**What is expected:**
Write only the number of lines below in which "rough" occurs.
++++++++++
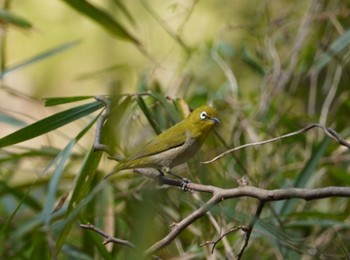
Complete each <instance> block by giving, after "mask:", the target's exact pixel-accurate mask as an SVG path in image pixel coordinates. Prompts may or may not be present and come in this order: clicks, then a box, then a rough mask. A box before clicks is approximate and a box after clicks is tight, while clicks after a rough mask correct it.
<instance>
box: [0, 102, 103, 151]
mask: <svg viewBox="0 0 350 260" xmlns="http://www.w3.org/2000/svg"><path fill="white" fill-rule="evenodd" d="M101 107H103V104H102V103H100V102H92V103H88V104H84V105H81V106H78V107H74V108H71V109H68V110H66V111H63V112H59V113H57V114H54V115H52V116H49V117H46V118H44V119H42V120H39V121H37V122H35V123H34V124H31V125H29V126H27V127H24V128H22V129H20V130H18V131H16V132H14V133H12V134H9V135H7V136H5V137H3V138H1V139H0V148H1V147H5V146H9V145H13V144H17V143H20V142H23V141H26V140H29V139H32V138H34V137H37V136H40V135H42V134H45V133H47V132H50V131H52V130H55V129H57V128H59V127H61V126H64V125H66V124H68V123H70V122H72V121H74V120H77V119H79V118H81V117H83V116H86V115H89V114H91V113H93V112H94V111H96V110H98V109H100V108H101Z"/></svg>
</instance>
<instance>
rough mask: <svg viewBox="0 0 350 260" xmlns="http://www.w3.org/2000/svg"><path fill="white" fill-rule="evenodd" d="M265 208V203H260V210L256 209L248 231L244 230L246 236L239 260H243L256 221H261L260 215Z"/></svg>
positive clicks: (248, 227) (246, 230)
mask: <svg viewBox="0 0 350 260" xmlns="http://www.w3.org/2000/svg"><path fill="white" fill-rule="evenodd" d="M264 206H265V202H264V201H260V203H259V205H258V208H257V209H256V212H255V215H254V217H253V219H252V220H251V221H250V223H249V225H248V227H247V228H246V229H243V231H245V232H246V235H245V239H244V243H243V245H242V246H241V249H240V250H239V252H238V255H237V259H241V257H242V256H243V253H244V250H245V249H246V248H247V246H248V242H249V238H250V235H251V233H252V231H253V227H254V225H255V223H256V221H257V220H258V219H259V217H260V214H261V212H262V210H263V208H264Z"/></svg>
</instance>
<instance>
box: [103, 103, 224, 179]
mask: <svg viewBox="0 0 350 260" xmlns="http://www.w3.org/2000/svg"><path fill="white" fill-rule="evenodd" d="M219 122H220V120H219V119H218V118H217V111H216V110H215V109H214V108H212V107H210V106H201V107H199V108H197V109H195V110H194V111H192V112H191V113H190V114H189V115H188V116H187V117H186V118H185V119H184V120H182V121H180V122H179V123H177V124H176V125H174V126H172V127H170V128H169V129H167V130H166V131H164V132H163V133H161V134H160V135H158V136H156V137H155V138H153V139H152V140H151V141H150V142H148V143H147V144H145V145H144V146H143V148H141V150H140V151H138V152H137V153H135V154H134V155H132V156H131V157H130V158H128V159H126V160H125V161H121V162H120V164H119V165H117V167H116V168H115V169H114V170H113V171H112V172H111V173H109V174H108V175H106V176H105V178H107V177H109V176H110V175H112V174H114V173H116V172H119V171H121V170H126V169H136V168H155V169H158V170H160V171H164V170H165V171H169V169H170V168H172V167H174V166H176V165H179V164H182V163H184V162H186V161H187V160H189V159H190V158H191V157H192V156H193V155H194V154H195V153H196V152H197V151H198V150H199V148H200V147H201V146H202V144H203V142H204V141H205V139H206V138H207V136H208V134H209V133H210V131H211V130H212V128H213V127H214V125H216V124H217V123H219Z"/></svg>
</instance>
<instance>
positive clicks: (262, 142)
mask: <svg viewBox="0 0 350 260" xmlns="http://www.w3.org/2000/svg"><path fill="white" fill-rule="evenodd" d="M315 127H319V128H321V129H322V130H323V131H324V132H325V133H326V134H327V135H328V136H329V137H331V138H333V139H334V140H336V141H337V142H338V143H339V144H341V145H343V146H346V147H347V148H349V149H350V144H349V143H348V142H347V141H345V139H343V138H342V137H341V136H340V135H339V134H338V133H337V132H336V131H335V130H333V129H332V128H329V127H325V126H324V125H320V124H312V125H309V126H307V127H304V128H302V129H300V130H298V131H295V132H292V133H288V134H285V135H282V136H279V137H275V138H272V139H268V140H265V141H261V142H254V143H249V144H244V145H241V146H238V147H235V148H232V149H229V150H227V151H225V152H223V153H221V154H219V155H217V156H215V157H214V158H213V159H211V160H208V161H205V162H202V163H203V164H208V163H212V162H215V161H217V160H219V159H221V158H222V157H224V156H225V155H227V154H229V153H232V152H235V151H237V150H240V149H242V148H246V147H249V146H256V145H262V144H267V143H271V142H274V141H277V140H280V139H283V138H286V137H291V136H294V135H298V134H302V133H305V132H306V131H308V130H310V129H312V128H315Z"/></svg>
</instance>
++++++++++
**Answer for this exercise:**
2